[EXERCISE REQUIREMENTS] Reproduce all of the records below line for line, with no changes to the wording. Leave out the pictures.

'''

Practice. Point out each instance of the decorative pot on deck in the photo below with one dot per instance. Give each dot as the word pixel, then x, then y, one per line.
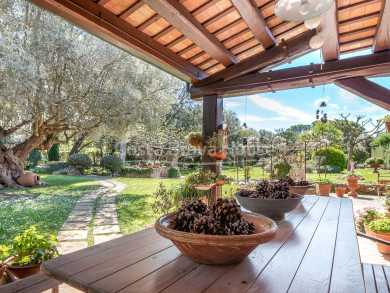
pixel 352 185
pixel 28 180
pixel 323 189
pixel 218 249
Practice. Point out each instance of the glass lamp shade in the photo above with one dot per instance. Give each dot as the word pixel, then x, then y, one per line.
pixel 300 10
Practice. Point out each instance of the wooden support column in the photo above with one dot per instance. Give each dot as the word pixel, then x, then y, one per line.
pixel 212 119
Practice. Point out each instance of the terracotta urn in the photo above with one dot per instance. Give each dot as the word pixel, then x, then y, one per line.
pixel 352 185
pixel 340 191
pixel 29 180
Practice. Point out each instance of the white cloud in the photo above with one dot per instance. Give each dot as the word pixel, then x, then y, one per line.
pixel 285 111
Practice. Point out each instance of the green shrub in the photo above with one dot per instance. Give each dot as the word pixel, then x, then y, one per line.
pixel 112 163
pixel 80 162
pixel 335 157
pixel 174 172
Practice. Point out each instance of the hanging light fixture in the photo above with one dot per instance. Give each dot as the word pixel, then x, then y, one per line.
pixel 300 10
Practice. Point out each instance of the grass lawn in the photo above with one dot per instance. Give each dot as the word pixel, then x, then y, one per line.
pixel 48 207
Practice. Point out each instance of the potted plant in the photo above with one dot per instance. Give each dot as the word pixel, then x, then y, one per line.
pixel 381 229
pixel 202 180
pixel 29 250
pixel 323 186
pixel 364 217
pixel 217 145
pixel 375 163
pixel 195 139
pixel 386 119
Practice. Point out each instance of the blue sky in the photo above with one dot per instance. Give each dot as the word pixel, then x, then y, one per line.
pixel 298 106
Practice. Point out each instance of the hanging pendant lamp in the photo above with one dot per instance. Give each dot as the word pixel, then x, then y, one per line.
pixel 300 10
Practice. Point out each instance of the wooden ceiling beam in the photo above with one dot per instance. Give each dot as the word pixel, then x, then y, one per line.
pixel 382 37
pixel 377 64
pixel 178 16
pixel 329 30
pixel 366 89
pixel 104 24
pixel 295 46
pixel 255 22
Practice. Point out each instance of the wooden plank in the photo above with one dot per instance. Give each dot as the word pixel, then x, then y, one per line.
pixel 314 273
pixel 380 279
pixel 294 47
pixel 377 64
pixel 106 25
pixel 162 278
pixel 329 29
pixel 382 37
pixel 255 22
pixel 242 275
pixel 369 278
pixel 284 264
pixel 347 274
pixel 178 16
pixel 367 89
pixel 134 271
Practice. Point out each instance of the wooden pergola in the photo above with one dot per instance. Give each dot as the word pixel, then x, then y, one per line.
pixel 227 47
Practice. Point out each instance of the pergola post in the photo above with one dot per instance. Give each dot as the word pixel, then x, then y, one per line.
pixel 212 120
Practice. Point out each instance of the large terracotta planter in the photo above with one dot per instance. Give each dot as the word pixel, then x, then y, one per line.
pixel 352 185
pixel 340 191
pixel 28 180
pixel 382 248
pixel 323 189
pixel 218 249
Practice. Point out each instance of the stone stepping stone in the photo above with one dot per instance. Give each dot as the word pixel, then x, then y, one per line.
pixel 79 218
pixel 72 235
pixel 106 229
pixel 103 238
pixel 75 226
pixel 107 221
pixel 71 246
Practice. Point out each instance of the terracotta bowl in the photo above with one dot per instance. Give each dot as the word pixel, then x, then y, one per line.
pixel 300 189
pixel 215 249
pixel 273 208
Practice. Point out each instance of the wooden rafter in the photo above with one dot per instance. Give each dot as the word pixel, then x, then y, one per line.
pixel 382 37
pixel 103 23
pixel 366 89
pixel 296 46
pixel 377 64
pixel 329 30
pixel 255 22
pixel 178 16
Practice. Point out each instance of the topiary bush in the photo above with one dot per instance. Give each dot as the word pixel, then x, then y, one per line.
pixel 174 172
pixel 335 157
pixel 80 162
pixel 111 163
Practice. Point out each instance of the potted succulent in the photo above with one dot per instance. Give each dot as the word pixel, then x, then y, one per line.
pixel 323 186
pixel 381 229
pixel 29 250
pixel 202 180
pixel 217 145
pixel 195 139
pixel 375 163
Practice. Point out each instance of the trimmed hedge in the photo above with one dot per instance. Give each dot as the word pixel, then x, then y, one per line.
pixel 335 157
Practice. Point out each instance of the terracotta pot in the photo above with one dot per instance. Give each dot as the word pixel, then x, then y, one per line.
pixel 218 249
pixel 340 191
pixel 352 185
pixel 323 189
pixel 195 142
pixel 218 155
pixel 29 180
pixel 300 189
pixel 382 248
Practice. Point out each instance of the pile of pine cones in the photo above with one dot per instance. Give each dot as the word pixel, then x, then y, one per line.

'''

[WRITTEN RESPONSE]
Practice. Point out each instance of the decorative pot on deck in the photo below with one dot per instance. Give each dot as the word pixel, then x, then y, one per line.
pixel 352 185
pixel 28 180
pixel 323 189
pixel 218 249
Practice. Point out each instance of the glass lamp shade in the photo above with one dot per instance. Give each dot as the word pixel, then x, then y, one per line.
pixel 300 10
Practice. Point out each instance of the wooden support column in the photo above with one dot per instance. Give each dot as the word pixel, then x, then y, one per line.
pixel 212 119
Practice. Point out each instance of the terracotta urn in the photo above with one dot per instance. Give each dot as the word pixel, then x, then y, one per line.
pixel 352 185
pixel 340 191
pixel 29 180
Practice. Point out each instance of the white cloud in the photo above with one dot per instance. Give each dot as the word pixel, then x, then y, one per line.
pixel 285 111
Practice. Point out each instance of the green shrub in the photo above with one dot per instance. Give each dot as the word pixel, then x, then y, one per line.
pixel 112 163
pixel 80 162
pixel 335 157
pixel 174 172
Practice. Point out each instance of the hanging light fixture in the photo above with one dot per instance. Give each dot as the word pixel, then x, then y, one per line.
pixel 300 10
Practice. Point out each instance of the grass lawn in the photo above with one dot per instance. Give each dot as the word pixel, then x, then y, one per line.
pixel 48 207
Practice. Point out each instance of the potted plant in the photo above with one dot per instance. Give each dot as the word pixel, then x, then y, one per line.
pixel 381 229
pixel 202 180
pixel 29 250
pixel 323 186
pixel 364 217
pixel 217 145
pixel 375 163
pixel 195 139
pixel 386 119
Practice. Point out each instance of the blue sky in the photo above with one dot per instance. Give each dot as the word pixel, then x, then y, one per line.
pixel 298 106
Practice. Point out each instance of the hanging pendant lamp in the photo above with one dot per instance. Give each dot as the word pixel, then x, then y, one per line.
pixel 300 10
Practice. Point out each instance of the wooden ceiling beam in the photo above with one dot per instance. Give each dot as the word pixel, then x, then y, one per line.
pixel 382 37
pixel 377 64
pixel 178 16
pixel 329 30
pixel 366 89
pixel 104 24
pixel 295 46
pixel 255 22
Practice. Point out each instance of the wooden plank in the photo above with one dot per instance. Give each dot as the word pixel, then x, then y, one per line.
pixel 314 273
pixel 380 279
pixel 294 47
pixel 377 64
pixel 106 25
pixel 162 278
pixel 329 29
pixel 382 37
pixel 255 22
pixel 242 275
pixel 369 278
pixel 284 264
pixel 347 274
pixel 178 16
pixel 367 89
pixel 134 271
Practice. Point out each instance of the wooden pergola in the photo above with one dot per instance. Give each dot as the word pixel, then x, then y, one per line.
pixel 227 47
Practice. Point out each instance of the pergola post in the photo above with one dot per instance. Give each dot as the word pixel, then x, then y, one per line.
pixel 212 120
Practice. Point out each instance of the large terracotta planter in the photo above with one dot per instance. Give each dot as the word pixel, then x, then y, one per line.
pixel 352 185
pixel 340 191
pixel 28 180
pixel 382 248
pixel 323 189
pixel 218 249
Practice. Point out each instance of the stone stepping stone in the photo above with one dot per instance. Give each dot as the word pixel, then x, then y, one per line.
pixel 79 218
pixel 72 235
pixel 106 229
pixel 103 238
pixel 75 226
pixel 107 221
pixel 71 246
Practice. Point out each instance of the terracotta bowl in the photo above with one dot per instance. Give each dot as the word pixel, then x, then y, one per line.
pixel 300 189
pixel 215 249
pixel 273 208
Practice. Point out each instance of the wooden rafter in the photo above with one dot per instance. Give each dot as the word pixel, then x, then y, one per line.
pixel 382 37
pixel 103 23
pixel 366 89
pixel 296 46
pixel 377 64
pixel 329 30
pixel 255 22
pixel 178 16
Practice. Point out each instance of the topiary bush in the photo above with one dot per instance. Give each dot as the word pixel, then x, then y, one per line.
pixel 174 172
pixel 335 157
pixel 80 162
pixel 111 163
Practice. Point out each instance of the potted succulent in the photo above with one dot per instance. Give each dot as the word pixel, then x, then y, one per line.
pixel 323 186
pixel 381 229
pixel 29 250
pixel 202 180
pixel 217 145
pixel 195 139
pixel 375 163
Practice. Point out each instance of the trimmed hedge in the photo above with one dot per instance. Give each dot as the word pixel, then x, then y, one per line.
pixel 335 157
Practice. Point out each instance of the terracotta pot in the photo above with one dot per instance. Give each dot as the word pixel, then x, then y, one per line.
pixel 218 249
pixel 340 191
pixel 352 185
pixel 323 189
pixel 195 142
pixel 218 155
pixel 29 180
pixel 300 189
pixel 382 248
Practice. Point out each instance of the pile of pine cones in the photo above with one dot per instance. Give each dot as the word pixel, then x, then y, one per line.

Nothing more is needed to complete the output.